__About this exercise__.
Every line in the material below that includes "positive" should be copied.

__Dataset__.
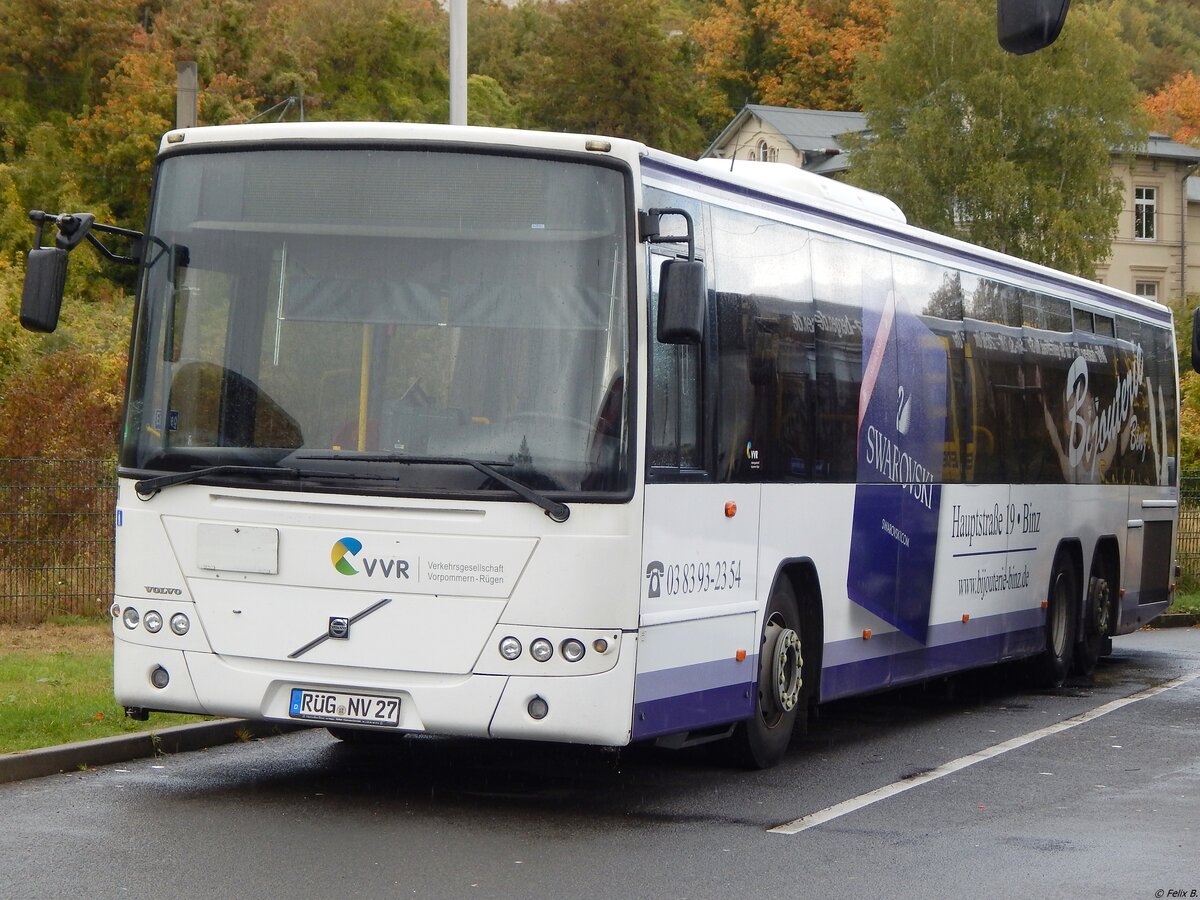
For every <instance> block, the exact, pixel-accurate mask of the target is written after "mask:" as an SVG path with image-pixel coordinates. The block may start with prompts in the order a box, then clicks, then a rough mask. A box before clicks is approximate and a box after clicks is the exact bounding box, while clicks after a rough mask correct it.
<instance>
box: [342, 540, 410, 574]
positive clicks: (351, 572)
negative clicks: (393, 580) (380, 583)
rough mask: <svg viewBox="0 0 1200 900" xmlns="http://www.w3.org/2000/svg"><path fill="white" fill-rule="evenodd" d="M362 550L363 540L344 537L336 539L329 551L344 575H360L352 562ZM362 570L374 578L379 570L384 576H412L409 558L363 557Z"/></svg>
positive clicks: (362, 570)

__Finished exercise__.
positive clicks: (351, 572)
positive clicks: (362, 570)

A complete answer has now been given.